_Exercices_.
**1.** D'après le texte fourni, quels sont les deux grands moments de bonheur qui rythment désormais les journées ?
**2.** Condensez en quelques phrases le paragraphe du texte fourni qui commence par « Peu à peu, sans que je m’en rende compte », en conservant ses faits principaux.
**3.** Prolongez le texte fourni, consacré au vide et à la méditation au piano, à la suite de sa dernière phrase.

Zhu Xiao-Mei

 

« Je médite Lao-Tseu, commence à le comprendre et perçois combien il sait mieux que quiconque exprimer le caractère essentiel du vide, notamment dans ce passage que je lis sans cesse : 

Trente rayons convergent au moyeu

Mais c’est le vide médian

Qui fait marcher le char.

 

On façonne l’argile pour en faire des vases,

Mais c’est du vide interne

Que dépend leur usage.

 

Une maison est percée de portes et de fenêtres,

C’est encore le vide

Qui permet l’habitat.

 

L’Etre donne des possibilités,

C’est par le non-être qu’on les utilise.

 

Peu à peu, sans que je m’en rende compte, j’applique cette méthode à toutes les œuvres que je travaille ou retravaille. Mes journées sont désormais rythmées par deux grands moments de bonheur. Le premier est ma méditation quotidienne. Le second est ce qu’il faut bien convenir d’appeler ma méditation au piano. Le travail, et même le travail sans but, est une des plus grandes vertus de la philosophie chinoise. Et c’est exactement ce que je cherche à faire au piano : travailler, travailler sans cesse, sans autre but que la recherche de la vérité en musique ». (Zhu Xiao-Mei, La Rivière et son secret, Des camps de Mao à Jean-Sébastien Bach, Paris, Robert Laffont, 2007, p. 243)

_Liste des données_.

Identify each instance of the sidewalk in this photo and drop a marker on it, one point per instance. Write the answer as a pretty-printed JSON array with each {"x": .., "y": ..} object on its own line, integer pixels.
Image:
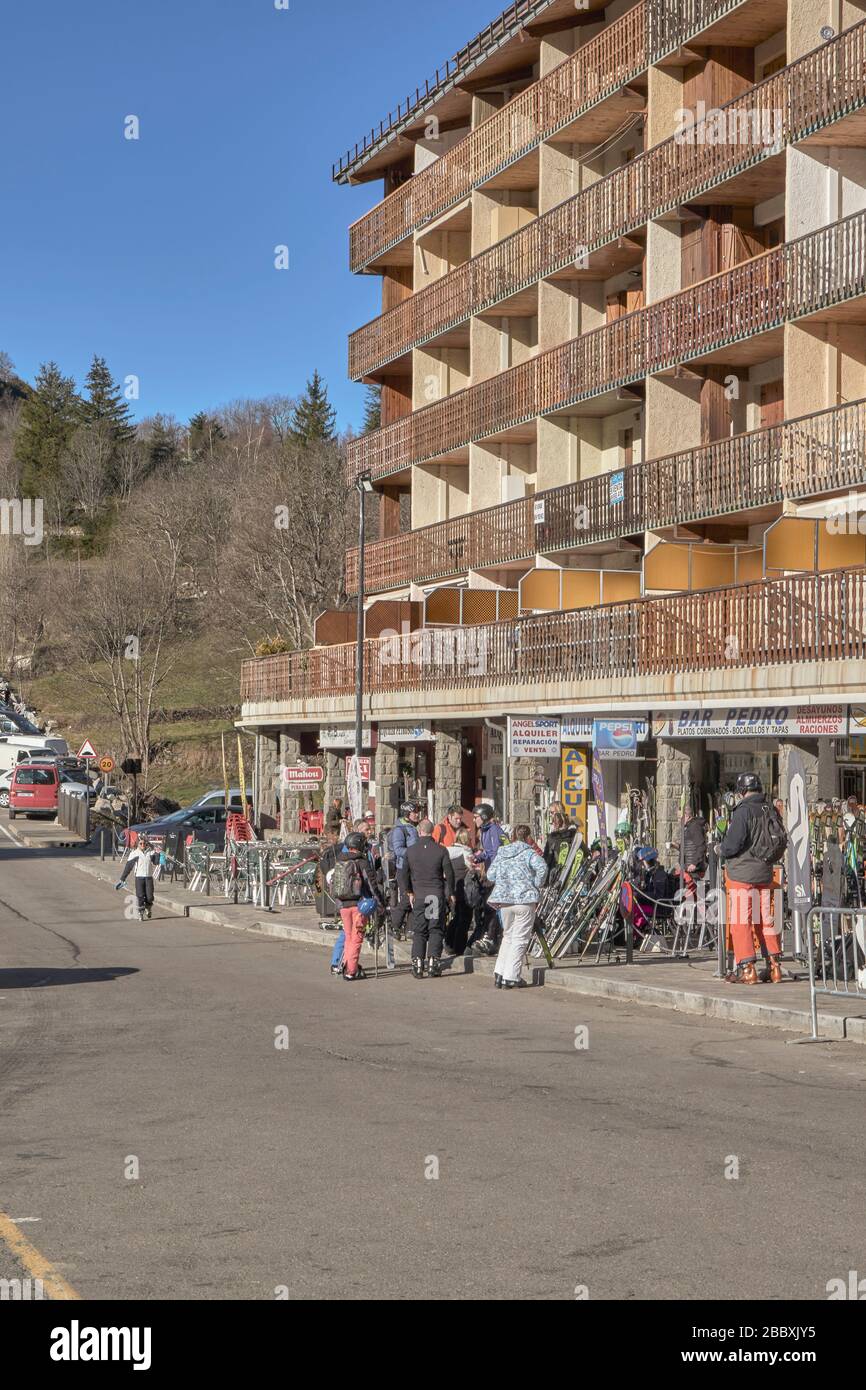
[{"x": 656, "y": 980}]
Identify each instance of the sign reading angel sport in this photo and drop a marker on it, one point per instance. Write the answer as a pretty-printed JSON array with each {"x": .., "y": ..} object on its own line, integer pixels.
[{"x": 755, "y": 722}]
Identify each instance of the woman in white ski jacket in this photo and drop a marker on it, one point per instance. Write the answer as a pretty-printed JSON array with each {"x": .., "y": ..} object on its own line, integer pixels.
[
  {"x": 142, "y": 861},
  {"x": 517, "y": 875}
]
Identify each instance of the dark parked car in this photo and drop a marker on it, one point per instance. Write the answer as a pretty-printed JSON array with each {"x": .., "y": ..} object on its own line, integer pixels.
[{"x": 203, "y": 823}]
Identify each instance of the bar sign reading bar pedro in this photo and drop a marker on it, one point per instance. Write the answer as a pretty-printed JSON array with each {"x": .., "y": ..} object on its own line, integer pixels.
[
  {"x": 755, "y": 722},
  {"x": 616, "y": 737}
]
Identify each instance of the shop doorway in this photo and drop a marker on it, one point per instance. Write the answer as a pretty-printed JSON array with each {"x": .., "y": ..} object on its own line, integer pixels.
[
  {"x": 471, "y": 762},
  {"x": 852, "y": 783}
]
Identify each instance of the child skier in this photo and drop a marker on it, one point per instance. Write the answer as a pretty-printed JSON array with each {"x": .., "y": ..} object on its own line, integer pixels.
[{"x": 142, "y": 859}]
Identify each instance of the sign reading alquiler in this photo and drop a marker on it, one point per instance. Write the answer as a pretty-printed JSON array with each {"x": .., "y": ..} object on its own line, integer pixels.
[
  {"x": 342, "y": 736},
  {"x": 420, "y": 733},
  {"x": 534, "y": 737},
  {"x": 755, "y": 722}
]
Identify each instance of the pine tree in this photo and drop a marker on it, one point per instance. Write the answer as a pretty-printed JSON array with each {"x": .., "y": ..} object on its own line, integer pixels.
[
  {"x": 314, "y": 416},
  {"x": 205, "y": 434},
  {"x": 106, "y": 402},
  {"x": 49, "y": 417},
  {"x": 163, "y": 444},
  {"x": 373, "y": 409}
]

==

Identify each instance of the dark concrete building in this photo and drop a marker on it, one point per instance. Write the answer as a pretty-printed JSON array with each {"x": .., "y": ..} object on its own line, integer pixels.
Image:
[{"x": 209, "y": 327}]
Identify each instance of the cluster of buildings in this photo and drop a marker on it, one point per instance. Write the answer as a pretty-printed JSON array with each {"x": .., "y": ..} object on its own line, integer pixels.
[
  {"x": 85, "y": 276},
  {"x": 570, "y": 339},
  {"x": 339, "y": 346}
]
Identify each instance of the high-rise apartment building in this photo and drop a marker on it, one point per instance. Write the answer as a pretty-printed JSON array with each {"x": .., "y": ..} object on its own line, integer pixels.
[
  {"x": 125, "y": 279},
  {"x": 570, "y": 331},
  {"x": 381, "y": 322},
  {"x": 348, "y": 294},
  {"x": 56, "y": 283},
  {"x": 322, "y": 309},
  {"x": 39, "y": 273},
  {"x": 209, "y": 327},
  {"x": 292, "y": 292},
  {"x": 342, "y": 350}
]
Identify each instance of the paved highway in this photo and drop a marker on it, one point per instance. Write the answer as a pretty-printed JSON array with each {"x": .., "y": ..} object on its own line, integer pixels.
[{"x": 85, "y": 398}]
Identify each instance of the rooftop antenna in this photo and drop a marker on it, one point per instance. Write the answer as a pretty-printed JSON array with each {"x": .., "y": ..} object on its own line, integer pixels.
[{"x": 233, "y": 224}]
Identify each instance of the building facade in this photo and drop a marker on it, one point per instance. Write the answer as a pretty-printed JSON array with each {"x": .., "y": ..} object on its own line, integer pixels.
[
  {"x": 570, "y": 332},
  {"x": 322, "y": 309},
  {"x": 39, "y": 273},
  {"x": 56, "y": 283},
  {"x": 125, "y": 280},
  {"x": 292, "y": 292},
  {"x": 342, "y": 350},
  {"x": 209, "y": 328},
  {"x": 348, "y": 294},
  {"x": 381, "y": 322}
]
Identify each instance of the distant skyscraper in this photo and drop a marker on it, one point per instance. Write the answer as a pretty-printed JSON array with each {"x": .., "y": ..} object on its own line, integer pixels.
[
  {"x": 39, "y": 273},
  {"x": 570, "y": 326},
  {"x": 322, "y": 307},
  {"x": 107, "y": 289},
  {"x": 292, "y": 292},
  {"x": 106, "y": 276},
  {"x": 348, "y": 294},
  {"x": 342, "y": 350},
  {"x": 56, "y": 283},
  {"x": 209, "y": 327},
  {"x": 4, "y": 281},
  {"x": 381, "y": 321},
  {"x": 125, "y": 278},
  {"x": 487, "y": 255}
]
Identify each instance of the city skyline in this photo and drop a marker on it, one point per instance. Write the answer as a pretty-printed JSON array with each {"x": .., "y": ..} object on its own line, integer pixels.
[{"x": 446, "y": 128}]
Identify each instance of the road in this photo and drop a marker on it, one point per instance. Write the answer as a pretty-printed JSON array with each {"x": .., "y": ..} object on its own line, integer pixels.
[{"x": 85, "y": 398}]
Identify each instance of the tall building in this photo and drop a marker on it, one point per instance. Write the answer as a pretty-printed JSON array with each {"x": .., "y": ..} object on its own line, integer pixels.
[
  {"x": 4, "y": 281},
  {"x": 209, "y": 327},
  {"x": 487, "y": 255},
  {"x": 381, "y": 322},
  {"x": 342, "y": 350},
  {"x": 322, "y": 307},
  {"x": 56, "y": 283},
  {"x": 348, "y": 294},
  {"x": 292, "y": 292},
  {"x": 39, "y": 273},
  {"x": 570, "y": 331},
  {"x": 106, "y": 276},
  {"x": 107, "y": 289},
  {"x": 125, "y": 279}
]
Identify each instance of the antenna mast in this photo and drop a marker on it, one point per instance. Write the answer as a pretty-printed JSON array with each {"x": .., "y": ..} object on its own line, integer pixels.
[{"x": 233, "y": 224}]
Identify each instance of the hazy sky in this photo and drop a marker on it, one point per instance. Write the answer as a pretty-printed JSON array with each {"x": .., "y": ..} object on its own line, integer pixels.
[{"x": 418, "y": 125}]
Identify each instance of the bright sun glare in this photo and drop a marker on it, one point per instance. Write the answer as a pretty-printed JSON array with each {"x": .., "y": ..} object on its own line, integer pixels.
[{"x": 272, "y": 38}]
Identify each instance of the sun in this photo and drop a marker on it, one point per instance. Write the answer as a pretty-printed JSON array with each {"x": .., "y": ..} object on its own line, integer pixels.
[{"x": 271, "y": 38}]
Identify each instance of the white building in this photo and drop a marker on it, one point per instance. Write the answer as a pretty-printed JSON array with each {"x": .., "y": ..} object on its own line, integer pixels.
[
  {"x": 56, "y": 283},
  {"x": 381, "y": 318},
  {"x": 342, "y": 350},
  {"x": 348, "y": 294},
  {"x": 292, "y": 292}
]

_Résultats des exercices_.
**1.** La méditation quotidienne et la méditation au piano.

**2.** Peu à peu, j'applique cette méthode à toutes les œuvres que je travaille. Mes journées sont rythmées par deux moments de bonheur : la méditation quotidienne et la méditation au piano. Le travail, même sans but, est l'une des plus grandes vertus de la philosophie chinoise. Au piano, je cherche à travailler sans cesse, dans le seul but de chercher la vérité en musique.

**3.**
Zhu Xiao-Mei Livre


 

La pianiste chinoise installée en France Zhu Xiao-Mei a un parcours que beaucoup d’artistes de sa génération connaissent bien : celui de la Révolution culturelle orchestrée par Mao. Comme beaucoup de ses condisciples, elle fut séduite par les idées du dictateur qui prétendait recentrer la vie chinoise sur les valeurs essentielles du peuple. En dénonçant le système bourgeois de l’occident, Mao et ses sbires installèrent en Chine un régime politique communiste extrême qui non seulement détruisit tout ce qui rappelait de près ou de loin l’influence européenne, mais fit, à travers le pays, des millions de morts par torture physique ou morale (de nombreux intellectuels furent conduits à la seule échappatoire : le suicide).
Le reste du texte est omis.